◆ Task statement ◆
Rewrite all of the material below, switching every "thickest part" to "widest part" and leaving everything else the same.

◆ Records provided ◆
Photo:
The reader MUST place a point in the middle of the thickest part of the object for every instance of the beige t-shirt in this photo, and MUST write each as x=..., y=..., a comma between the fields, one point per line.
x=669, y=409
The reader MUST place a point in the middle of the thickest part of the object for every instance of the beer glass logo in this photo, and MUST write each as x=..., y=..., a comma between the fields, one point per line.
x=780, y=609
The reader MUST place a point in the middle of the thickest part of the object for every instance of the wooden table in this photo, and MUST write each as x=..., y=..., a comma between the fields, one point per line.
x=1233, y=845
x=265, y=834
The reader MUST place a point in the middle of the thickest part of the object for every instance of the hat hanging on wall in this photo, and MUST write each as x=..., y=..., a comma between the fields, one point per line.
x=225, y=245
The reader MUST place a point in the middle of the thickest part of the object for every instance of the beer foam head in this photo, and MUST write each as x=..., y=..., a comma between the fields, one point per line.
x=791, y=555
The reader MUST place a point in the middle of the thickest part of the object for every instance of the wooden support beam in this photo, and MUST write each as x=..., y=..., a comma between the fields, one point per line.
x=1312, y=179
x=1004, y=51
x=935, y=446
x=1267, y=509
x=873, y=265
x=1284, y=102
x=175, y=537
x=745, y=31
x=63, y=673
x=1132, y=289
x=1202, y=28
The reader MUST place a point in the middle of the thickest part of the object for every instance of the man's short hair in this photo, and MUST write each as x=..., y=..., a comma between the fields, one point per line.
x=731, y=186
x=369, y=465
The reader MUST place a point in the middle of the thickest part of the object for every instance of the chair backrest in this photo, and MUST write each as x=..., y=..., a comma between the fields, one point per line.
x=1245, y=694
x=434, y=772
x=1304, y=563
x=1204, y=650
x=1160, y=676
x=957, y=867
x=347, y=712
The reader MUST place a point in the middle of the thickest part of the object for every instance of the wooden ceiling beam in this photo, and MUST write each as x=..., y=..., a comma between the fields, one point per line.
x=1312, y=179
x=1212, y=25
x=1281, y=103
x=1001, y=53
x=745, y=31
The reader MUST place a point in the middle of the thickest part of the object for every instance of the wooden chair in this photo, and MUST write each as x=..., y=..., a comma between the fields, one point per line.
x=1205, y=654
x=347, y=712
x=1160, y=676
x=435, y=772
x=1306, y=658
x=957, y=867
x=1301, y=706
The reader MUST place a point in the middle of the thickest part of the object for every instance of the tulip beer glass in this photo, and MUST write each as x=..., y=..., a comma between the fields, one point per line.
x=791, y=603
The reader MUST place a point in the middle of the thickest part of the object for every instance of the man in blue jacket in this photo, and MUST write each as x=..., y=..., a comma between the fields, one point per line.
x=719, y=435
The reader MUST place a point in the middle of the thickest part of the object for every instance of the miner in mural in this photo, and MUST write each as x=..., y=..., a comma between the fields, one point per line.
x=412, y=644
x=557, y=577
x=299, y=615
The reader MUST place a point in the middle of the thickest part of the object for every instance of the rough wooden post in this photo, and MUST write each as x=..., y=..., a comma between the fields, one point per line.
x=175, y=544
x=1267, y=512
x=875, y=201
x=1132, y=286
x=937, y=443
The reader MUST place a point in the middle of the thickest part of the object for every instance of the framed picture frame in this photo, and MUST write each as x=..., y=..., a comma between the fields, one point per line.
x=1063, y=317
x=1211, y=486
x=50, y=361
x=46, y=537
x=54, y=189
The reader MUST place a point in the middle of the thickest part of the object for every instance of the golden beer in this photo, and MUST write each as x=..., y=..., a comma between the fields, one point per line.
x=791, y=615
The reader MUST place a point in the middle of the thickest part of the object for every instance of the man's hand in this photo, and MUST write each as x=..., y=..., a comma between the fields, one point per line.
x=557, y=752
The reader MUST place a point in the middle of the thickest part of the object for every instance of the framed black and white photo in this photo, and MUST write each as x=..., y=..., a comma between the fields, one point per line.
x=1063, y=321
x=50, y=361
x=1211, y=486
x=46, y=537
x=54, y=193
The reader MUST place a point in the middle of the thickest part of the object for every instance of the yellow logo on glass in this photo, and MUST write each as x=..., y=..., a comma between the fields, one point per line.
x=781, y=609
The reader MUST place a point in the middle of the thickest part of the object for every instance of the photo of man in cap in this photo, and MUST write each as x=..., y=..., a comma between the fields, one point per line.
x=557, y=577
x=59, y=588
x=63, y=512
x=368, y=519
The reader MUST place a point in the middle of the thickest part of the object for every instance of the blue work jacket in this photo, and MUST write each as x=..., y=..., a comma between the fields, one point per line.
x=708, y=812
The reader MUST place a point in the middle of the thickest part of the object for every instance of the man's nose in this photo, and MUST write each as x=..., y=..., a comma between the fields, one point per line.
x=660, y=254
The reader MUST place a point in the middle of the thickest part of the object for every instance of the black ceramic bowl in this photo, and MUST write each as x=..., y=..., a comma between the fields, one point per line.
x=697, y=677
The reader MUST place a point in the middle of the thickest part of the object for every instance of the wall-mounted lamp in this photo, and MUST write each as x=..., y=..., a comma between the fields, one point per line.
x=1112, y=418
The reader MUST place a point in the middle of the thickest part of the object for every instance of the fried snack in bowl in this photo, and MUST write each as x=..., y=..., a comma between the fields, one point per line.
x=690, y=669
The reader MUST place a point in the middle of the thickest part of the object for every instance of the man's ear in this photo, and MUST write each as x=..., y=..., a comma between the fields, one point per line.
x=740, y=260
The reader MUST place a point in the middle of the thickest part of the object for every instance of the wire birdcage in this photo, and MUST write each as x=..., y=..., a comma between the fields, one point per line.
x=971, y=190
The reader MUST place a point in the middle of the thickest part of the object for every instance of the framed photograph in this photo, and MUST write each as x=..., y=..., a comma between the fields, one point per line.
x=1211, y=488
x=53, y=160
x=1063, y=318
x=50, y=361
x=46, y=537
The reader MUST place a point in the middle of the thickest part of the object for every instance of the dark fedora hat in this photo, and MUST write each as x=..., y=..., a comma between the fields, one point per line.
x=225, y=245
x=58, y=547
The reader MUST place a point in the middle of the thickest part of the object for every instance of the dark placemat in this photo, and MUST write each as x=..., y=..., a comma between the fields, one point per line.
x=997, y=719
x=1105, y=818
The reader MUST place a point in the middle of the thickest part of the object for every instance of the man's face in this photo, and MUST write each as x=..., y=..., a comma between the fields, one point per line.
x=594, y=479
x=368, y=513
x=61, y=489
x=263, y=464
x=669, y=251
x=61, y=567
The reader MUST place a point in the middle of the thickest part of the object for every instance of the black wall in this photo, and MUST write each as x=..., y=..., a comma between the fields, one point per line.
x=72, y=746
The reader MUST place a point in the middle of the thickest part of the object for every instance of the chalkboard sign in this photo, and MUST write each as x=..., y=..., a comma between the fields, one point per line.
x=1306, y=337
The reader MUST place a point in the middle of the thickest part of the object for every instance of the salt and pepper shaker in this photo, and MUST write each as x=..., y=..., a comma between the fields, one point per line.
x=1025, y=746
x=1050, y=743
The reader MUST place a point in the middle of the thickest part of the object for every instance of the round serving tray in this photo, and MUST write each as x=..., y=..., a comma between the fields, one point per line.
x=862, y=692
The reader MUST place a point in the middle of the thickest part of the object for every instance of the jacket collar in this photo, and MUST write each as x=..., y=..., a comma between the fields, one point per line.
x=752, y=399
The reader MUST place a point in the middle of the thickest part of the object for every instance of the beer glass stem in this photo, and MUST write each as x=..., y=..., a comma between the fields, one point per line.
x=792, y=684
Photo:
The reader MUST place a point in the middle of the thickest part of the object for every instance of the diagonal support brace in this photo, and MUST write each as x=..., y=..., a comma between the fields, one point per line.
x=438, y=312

◆ Reply ◆
Photo:
The reader MUST place a point in the middle of the widest part of the object for every instance of the beige t-shirt in this photo, and MUST write each as x=..., y=..., a comma between the fields, one point per line.
x=669, y=409
The reader MUST place a point in the middle of the widest part of the object for every instance of the beer glass logo in this photo, and MUST write each as x=..., y=..., a comma between the fields, one point per line.
x=780, y=609
The reader MUST place a point in the middle of the widest part of the object for every instance of the wooden table in this photo, and MUST write each as x=..., y=..., a comma between the fields, one point per line.
x=1233, y=845
x=265, y=834
The reader MUST place a point in the middle of the widest part of the object for every instance of the hat hanging on wall in this photo, and MUST write each as x=..., y=..., a comma between the fields, one point per line.
x=225, y=245
The reader MUST place a point in the middle of the widest part of the object for every instance of the beer foam head in this photo, and MUST write each as x=..., y=..., a comma between the fields, one point per line.
x=791, y=555
The reader MUST place a point in the middle of the widest part of the object for every instance of the wooden support beam in this photo, and MUST write each as x=..., y=..., a comma between the fields, one point per line.
x=1312, y=179
x=1004, y=51
x=935, y=446
x=1267, y=509
x=873, y=265
x=1284, y=102
x=175, y=537
x=745, y=31
x=63, y=673
x=1132, y=289
x=1202, y=28
The reader MUST place a point in the middle of the widest part of the object for every instance of the man's short hair in this photo, and MUST write each as x=..., y=..., a comma between the fields, one point per line.
x=731, y=186
x=369, y=465
The reader MUST place a point in the middle of the widest part of the object for every instance of the chair backrest in this photo, and MUST write each as x=..., y=..., a comma between the fields, one point per line.
x=1245, y=694
x=434, y=772
x=1304, y=563
x=1204, y=650
x=1160, y=676
x=957, y=867
x=347, y=712
The reader MUST place a point in the middle of the widest part of the object for every instance of the wooden ceiling beam in this photo, and MUST write each as x=..., y=..., a comma between the fields, one point per line.
x=1312, y=179
x=1212, y=25
x=1281, y=103
x=1001, y=53
x=745, y=31
The reader MUST place a point in the middle of the widest part of the object for every instance of the wooden chair in this photo, and MUST write each as x=..., y=..., a comma between the fields, one point per line.
x=1205, y=654
x=347, y=712
x=1160, y=676
x=435, y=772
x=1306, y=658
x=957, y=867
x=1301, y=706
The reader MUST place a point in the middle of the widest part of the object for every instance of the tulip beer glass in this photo, and MUST write each as x=..., y=..., a comma between the fields, one point per line.
x=791, y=603
The reader MUST place a point in the middle of the widest part of the object for every instance of the man in blue jacket in this photo, and MUST write each as x=..., y=..., a comma between the fields, one point per line.
x=719, y=435
The reader MUST place a point in the middle of the widest part of the object for every instance of the miner in mural in this photo, and MUST write each as x=..., y=..., a comma between the fields, one point per line.
x=412, y=644
x=557, y=577
x=299, y=615
The reader MUST place a point in the middle of the widest part of the object for every instance of the rough wooden post in this photo, and MUST write each as x=..., y=..., a comma between the fields, one point per line.
x=175, y=544
x=1267, y=512
x=875, y=201
x=1132, y=286
x=937, y=443
The reader MUST place a point in the middle of the widest part of the object for every instance of the framed picture frame in this photo, and MUST write each as x=..., y=..., a comma between the fields, one point per line.
x=1063, y=317
x=1211, y=486
x=50, y=361
x=46, y=537
x=54, y=189
The reader MUST place a point in the middle of the widest part of the object for every instance of the golden beer in this photo, and MUST write each as x=..., y=..., a comma between the fields, one point per line.
x=791, y=615
The reader MUST place a point in the middle of the widest part of the object for every instance of the man's hand in this photo, and MUST write each as x=..., y=..., a comma between the fields, one point per line.
x=557, y=752
The reader MUST place a point in the middle of the widest part of the object for every instance of the framed black and white photo in this photo, and MUST write each as x=..., y=..., a comma between the fields, one point per line.
x=1063, y=321
x=50, y=361
x=1211, y=486
x=46, y=537
x=54, y=193
The reader MUST place a point in the middle of the widest part of the object for every instance of the yellow logo on glass in this photo, and MUST write each as x=..., y=..., a comma between the fields, one point per line.
x=781, y=609
The reader MUST place a point in the middle of the widest part of the object for every instance of the photo of man in cap in this photo, and MUST write each as x=..., y=..., a comma between the fields, one point per line.
x=557, y=577
x=59, y=588
x=63, y=512
x=368, y=519
The reader MUST place a point in the middle of the widest part of the object for every instance of the blue work jacket in this photo, and MUST write each as x=..., y=..., a comma between the fields, one point per line.
x=708, y=812
The reader MUST place a point in the middle of the widest part of the object for every instance of the man's nose in this photo, and MUST write each as x=..., y=..., a comma between the fields, one point per line.
x=660, y=254
The reader MUST place a point in the middle of the widest part of the object for every instance of the black ceramic bowl in this photo, and MUST write each as x=..., y=..., a comma between the fields, one point per line.
x=697, y=677
The reader MUST place a point in the middle of the widest part of the object for every instance of the wall-mounted lamp in this photo, and MUST write each as x=..., y=..., a comma between the fields, one point per line.
x=1112, y=418
The reader MUST place a point in the middle of the widest part of the object for every instance of the fried snack in bowl in this photo, and MUST write each as x=..., y=..., a comma between the fields, one point per line.
x=690, y=669
The reader MUST place a point in the middle of the widest part of the object for every instance of the man's ear in this photo, and MUST write each as x=..., y=..., a comma between the fields, one point per line.
x=740, y=260
The reader MUST place a point in the middle of the widest part of the object for every instance of the wire birdcage in this photo, and MUST write each as x=..., y=..., a comma between the fields, one point per line.
x=971, y=190
The reader MUST place a point in the middle of the widest part of the object for every instance of the framed photograph in this photo, and MUST write each as x=..., y=..., a comma between the fields, one point per line.
x=1211, y=488
x=53, y=160
x=1063, y=318
x=50, y=361
x=46, y=537
The reader MUST place a point in the middle of the widest part of the object for every instance of the dark fedora hat in this photo, and MUST write each as x=..., y=..., a comma between the fields, one point per line.
x=225, y=245
x=58, y=547
The reader MUST place a point in the middle of the widest part of the object for every instance of the dark placemat in this photo, and MUST write each as x=..., y=..., a comma between the fields, one point per line.
x=997, y=719
x=1105, y=818
The reader MUST place a point in the middle of the widest part of the object for every instance of the man's face in this photo, and MUST write each as x=..., y=..., a comma between the fields, one point per line.
x=594, y=479
x=368, y=513
x=61, y=489
x=263, y=464
x=669, y=251
x=61, y=567
The reader MUST place a point in the middle of the widest part of the object for every instance of the black wall in this photo, and MUST write each as x=..., y=..., a comma between the fields, one point per line.
x=72, y=746
The reader MUST place a point in the middle of the widest part of the object for every instance of the chalkboard sign in this photo, and MUST write each as x=..., y=..., a comma between the fields, one point per line.
x=1306, y=337
The reader MUST place a point in the middle of the widest part of the object for every instance of the salt and pepper shaker in this photo, and MUST write each as x=..., y=..., a comma between the fields, one point per line.
x=1025, y=746
x=1050, y=743
The reader MUST place a point in the middle of the widest part of the object for every instance of the round serving tray in this photo, and MUST write each as x=..., y=..., a comma between the fields, one point per line.
x=862, y=692
The reader MUST place a point in the middle of the widest part of the object for every instance of the jacket collar in this photo, and MUST write each as x=..., y=..., a comma between the fields, one point per line.
x=752, y=399
The reader MUST place a point in the middle of the widest part of the object for every instance of the beer glass stem in this photo, and MUST write each as x=..., y=..., a comma between the fields, one point per line.
x=792, y=684
Photo:
The reader MUST place a point in the middle of the widest part of the object for every instance of the diagonal support brace in this photo, and MUST write each as x=..., y=..., a comma between the fields, one point per line.
x=438, y=312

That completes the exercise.